+++ 本文抜粋 +++

安彦良和(1947-)は「機動戦士ガンダム」のキャラクターデザインで知られる漫画家。我が家では次男がガンダムにはまっていたので、私も少し興味を持っていた。
・ウクライナ、東プロシア、ガンダム
2006年秋の図書館総合展で、その安彦氏が登壇するフォーラムがあるというので、出かけて行った。フォーラムのテーマは「海を渡った若者たち」。安彦氏は「漫画で描こうとした大陸と日本青年」という題で、自作の漫画『虹色のトロツキー』について語られた。
フォーラムの中心は東亜同文書院という、日本人が上海に1901年に設立した商業学校のことだった。毎年日本から商家の俊英な若者が海を渡り、多くを学んでその後の日中の経済活動の担い手となって行った。1945年の終戦で学校はなくなり、45年にわたる学校の資料は関係者が大切に持ち帰り、愛知大学に継承された。渋沢栄一は東亜同文書院にも多少の関りがあったので、その点からも興味があった。

+++ データ一覧 +++

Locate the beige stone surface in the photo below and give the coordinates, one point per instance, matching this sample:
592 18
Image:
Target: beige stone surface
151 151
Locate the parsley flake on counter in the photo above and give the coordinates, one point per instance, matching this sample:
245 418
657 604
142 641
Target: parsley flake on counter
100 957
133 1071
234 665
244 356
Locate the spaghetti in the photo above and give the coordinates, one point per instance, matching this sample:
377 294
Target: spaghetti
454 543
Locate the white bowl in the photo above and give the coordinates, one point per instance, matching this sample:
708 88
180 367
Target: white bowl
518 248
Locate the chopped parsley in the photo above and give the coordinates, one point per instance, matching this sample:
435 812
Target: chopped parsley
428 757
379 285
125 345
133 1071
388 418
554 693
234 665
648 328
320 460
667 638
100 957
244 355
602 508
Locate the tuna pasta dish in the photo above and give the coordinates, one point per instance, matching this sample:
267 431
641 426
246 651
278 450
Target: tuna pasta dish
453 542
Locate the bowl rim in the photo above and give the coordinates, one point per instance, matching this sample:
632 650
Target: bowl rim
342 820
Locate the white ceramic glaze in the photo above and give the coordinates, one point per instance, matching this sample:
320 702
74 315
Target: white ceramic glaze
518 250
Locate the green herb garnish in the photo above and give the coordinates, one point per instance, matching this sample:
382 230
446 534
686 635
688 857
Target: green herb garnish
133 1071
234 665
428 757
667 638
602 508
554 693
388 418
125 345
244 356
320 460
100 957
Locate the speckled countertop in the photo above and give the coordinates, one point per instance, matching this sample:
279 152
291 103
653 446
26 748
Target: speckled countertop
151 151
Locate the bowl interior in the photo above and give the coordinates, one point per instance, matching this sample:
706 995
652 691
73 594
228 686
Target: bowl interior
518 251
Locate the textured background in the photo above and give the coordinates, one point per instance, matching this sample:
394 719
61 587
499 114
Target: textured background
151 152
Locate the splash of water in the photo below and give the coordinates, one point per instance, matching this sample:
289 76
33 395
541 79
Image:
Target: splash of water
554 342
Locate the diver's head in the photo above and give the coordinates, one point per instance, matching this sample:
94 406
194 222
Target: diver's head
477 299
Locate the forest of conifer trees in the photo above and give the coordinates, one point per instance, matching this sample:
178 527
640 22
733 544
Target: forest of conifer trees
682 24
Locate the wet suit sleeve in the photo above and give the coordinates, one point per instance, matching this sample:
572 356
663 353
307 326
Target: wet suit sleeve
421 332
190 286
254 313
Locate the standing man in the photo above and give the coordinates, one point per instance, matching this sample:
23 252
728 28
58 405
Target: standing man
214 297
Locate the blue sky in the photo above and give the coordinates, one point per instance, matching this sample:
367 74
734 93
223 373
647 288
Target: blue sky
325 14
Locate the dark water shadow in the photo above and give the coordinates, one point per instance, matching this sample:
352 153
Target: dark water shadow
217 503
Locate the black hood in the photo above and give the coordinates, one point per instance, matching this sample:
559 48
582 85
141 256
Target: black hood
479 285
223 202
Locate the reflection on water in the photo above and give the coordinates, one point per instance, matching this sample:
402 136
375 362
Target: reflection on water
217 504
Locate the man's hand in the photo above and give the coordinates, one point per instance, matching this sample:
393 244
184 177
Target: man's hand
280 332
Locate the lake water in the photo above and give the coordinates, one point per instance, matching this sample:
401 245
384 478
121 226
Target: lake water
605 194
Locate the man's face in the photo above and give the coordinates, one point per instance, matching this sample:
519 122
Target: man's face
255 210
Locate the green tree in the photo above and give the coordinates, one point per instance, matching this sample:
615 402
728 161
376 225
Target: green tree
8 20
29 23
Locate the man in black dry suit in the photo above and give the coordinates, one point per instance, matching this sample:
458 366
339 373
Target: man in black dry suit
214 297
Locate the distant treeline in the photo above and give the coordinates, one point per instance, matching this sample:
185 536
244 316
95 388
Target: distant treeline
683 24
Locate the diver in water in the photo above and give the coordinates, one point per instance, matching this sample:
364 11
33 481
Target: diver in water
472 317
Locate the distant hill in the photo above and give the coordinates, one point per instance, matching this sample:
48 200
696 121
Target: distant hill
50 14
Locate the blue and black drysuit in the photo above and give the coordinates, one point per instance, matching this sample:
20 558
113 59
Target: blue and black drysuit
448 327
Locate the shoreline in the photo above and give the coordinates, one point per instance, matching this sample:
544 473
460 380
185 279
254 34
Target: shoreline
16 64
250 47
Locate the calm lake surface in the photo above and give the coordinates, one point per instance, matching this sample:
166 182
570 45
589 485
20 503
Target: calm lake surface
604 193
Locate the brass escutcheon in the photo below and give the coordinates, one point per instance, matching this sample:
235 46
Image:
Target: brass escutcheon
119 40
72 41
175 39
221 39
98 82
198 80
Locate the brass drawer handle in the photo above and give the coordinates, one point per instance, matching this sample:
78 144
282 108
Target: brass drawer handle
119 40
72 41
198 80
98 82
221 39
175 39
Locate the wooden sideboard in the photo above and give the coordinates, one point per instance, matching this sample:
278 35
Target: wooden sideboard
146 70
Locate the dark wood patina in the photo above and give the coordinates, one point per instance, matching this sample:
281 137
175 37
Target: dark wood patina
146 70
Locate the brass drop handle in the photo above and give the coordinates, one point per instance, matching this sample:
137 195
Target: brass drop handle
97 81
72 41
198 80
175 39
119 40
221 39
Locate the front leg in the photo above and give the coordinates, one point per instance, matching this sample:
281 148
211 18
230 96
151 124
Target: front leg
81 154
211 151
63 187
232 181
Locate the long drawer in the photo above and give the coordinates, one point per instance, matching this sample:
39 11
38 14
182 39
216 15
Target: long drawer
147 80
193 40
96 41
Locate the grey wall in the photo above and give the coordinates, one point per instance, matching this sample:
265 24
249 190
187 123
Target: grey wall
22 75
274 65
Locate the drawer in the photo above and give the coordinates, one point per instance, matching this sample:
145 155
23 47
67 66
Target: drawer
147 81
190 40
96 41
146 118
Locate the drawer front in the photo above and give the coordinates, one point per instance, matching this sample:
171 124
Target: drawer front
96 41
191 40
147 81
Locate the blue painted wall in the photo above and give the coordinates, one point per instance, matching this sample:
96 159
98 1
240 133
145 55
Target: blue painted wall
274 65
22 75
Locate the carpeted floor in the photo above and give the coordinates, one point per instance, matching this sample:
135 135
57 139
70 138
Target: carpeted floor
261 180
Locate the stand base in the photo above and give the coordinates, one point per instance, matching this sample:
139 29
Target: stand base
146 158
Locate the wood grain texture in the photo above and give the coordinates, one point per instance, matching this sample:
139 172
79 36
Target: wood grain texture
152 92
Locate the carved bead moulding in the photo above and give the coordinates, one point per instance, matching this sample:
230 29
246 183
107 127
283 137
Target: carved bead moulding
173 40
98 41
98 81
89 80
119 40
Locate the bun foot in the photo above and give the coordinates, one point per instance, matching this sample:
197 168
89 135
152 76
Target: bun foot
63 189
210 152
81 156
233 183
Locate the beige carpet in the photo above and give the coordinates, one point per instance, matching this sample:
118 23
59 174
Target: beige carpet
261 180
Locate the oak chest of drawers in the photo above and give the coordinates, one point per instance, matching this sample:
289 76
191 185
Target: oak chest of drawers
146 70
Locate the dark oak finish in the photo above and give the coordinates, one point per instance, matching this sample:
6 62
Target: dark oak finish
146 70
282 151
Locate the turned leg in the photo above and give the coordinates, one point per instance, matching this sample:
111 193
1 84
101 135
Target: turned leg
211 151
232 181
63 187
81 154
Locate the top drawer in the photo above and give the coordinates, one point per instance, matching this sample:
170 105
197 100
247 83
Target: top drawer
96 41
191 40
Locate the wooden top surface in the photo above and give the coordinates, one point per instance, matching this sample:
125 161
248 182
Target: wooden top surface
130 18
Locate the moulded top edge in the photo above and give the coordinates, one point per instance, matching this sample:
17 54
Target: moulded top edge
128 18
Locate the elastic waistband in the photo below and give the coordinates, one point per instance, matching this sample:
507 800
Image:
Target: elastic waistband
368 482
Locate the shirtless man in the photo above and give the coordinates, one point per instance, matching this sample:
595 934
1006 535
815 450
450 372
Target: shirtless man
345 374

+++

--- 記述課題 ---
**1)** 安彦良和氏のフォーラムについての文章のうち、「フォーラムの中心は東亜同文書」から「があったので、その点からも興味があった。」までを、両端を含めて抜き出してください。
**2)** 安彦良和氏のフォーラムについての文章を、最後の文に続けて書き進めてください。

--- 回答 ---
**1)**
フォーラムの中心は東亜同文書院という、日本人が上海に1901年に設立した商業学校のことだった。毎年日本から商家の俊英な若者が海を渡り、多くを学んでその後の日中の経済活動の担い手となって行った。1945年の終戦で学校はなくなり、45年にわたる学校の資料は関係者が大切に持ち帰り、愛知大学に継承された。渋沢栄一は東亜同文書院にも多少の関りがあったので、その点からも興味があった。

**2)**
安彦氏の『虹色のトロツキー』は、1990年11月から1996年11月にかけて潮出版社の月刊漫画雑誌『コミックトム』に連載されたもので、その後書籍や文庫になっていた。2010年になると全4巻の愛蔵版が双葉社からでたのでそれを入手、一気に読んでしまった。
舞台は1938年満州に設立された建国大学。日本人を父にもつ日蒙二世青年であるウムボルトが、関東軍の密命に身を投じ、歴史の激流に翻弄されるという物語。登場人物は石原莞爾、辻政信、東条英機、川島芳子、李香蘭など。満州のことは『王道楽土の交響楽』を通じてしか知らなかったので、歴史の中心に何がうごめいていたのか、呆然としながらページを繰ったことだった。ノモンハンの地で終わることから、その後ノモンハン事件についても興味が広がった。
・『王道楽土の交響楽』目次一覧
その後、2010年から2018年まで6回大連に旅行することになったのも、この漫画の影響があることは間違いない。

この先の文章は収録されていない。